Passage given
* START *
I came across this quote: ‘Literature is the greatest of artistic forms because it is capable of incredible subtlety’. There’s so much wrong with that, where do you start? The misuse of the word ‘incredible’ is a bit of a giveaway – lacking subtlety, one might say. And is it being suggested that the masses of Palestrina, say, or Beethoven’s last quartets or a Rembrandt drawing, lack subtelty?


Here are some other quotes that are, similarly, just as likely to be conversation-stoppers as conversation-starters:


  • ‘Words are often so ambiguous, so vague, so easily misunderstood in comparison to music’ – Felix Mendelssohn.

  • ‘All the arts live by words’ (‘Tous les arts vivent de paroles’) – Paul Valéry.

  • ‘Painting is the most artificial of the arts’ – Francis Bacon.


There are flaws in all of these, illustrating how inadequate language is (what is meant by ‘misunderstood’ here, or ‘vivent’, or ‘artificial’…?). The inadequacy of language in ennabling humans to communicate effectively with one another – for example in attempts to arrest the decline we have brought to the planet – reflects the muddle of our partial evolution, and I fear the contribution of literature is relatively trivial.
* END *
Extracted entries
* START *
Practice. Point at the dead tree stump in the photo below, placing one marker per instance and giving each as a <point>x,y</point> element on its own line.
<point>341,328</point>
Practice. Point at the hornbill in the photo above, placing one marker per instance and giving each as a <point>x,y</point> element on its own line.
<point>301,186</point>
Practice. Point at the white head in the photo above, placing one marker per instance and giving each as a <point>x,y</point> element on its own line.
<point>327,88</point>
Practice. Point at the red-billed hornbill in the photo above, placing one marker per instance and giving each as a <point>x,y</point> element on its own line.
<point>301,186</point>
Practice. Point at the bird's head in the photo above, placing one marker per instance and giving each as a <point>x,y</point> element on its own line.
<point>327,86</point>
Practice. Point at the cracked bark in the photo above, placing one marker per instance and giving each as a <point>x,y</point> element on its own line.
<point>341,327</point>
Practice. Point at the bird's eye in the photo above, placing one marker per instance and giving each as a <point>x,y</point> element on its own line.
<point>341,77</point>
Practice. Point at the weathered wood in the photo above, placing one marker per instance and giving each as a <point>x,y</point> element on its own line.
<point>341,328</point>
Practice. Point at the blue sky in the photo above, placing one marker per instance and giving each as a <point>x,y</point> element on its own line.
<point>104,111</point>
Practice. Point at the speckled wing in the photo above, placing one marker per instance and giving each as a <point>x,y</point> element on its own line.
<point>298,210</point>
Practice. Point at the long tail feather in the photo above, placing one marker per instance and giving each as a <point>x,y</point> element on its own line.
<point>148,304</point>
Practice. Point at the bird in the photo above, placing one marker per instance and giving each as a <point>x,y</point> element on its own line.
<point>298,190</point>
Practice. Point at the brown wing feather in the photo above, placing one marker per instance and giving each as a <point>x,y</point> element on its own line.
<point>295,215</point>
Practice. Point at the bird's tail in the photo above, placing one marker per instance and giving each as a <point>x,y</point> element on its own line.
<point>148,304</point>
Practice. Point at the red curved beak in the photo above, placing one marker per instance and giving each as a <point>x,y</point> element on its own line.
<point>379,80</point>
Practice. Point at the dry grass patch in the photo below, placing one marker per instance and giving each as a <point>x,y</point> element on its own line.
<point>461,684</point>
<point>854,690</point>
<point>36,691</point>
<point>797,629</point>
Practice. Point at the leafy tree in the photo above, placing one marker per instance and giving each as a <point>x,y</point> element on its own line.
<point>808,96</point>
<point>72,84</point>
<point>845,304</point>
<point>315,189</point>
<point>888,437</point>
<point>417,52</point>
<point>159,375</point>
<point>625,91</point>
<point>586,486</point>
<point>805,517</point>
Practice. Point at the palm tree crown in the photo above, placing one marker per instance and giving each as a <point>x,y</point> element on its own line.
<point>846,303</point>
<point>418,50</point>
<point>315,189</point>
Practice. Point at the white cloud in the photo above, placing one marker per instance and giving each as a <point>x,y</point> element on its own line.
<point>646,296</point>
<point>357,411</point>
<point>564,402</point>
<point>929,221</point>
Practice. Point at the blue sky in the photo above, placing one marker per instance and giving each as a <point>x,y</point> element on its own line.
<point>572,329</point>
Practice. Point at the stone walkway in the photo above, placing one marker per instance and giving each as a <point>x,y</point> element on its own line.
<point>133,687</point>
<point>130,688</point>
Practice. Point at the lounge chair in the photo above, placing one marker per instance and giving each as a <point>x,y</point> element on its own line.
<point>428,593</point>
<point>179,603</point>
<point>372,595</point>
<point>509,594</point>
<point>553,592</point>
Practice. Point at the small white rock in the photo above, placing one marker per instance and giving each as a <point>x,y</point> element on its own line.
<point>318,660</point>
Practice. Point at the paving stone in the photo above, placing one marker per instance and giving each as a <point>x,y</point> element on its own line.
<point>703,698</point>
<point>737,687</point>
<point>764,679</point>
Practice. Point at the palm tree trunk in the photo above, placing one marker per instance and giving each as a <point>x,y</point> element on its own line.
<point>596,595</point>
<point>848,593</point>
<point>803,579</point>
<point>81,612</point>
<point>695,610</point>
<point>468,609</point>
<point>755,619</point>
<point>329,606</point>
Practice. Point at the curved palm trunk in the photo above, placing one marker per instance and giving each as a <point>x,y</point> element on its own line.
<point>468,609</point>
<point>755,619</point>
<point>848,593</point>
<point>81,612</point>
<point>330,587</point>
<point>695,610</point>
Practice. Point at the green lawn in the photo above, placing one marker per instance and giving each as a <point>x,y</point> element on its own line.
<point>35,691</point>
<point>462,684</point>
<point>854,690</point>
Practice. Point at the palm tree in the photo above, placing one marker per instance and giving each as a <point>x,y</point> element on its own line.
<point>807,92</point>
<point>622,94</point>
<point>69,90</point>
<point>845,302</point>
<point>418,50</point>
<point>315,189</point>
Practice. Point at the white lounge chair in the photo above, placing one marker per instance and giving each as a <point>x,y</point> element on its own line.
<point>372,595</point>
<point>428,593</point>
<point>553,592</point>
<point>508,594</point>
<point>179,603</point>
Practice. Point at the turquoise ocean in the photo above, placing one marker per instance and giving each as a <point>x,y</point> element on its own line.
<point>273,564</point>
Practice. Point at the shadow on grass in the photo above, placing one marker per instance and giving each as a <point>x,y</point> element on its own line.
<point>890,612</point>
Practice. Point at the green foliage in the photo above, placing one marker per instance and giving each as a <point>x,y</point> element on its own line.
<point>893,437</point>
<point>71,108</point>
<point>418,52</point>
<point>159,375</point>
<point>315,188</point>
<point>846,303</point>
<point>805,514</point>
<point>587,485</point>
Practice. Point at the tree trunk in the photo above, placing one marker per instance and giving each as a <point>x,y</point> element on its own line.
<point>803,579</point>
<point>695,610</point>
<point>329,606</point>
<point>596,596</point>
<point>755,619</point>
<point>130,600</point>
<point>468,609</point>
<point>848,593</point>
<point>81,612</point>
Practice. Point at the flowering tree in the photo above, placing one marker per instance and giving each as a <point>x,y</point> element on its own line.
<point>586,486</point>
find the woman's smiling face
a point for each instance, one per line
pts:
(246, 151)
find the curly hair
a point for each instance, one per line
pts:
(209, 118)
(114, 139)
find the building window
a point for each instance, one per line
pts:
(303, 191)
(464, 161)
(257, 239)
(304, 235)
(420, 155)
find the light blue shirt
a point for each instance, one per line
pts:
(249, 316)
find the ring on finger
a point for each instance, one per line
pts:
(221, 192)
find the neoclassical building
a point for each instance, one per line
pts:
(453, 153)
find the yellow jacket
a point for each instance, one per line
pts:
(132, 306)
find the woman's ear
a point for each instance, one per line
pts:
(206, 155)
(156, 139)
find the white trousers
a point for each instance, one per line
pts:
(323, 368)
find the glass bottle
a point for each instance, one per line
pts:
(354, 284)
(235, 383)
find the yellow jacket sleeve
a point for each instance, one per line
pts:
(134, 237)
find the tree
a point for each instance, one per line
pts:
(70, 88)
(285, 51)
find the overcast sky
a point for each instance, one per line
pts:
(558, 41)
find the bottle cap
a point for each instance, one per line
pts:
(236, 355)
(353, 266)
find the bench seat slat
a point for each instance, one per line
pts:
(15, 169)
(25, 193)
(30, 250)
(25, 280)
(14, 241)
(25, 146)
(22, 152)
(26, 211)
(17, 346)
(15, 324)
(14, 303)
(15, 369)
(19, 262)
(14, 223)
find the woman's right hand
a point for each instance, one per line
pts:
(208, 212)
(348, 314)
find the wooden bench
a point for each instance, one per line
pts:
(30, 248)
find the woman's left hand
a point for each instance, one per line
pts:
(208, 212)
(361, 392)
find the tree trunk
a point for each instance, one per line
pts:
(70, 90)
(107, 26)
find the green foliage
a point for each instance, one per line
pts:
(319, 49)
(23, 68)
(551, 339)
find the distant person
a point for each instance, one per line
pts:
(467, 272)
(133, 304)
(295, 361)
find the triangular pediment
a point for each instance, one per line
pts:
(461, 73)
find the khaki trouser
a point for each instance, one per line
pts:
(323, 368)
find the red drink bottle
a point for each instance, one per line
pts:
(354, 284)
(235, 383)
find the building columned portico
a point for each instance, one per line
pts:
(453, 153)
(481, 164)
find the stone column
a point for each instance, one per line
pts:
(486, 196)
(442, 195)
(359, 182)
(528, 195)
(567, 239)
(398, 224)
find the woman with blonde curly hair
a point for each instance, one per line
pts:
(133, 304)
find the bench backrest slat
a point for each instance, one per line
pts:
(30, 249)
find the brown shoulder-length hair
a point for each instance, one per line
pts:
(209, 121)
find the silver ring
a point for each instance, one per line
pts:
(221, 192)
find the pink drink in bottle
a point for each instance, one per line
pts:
* END *
Exercise instructions
**A.** From the passage on art and language, repeat word for word the part that opens with the words containing "Here are some" and closes with "arts’ – Francis Bacon.".
**B.** Name every person mentioned in the passage on art and language.
The data above come from a separate source.

Answers for this exercise
**A.**
Here are some other quotes that are, similarly, just as likely to be conversation-stoppers as conversation-starters:


  • ‘Words are often so ambiguous, so vague, so easily misunderstood in comparison to music’ – Felix Mendelssohn.

  • ‘All the arts live by words’ (‘Tous les arts vivent de paroles’) – Paul Valéry.

  • ‘Painting is the most artificial of the arts’ – Francis Bacon.

**B.** Palestrina, Beethoven, Rembrandt, Felix Mendelssohn, Paul Valéry, Francis Bacon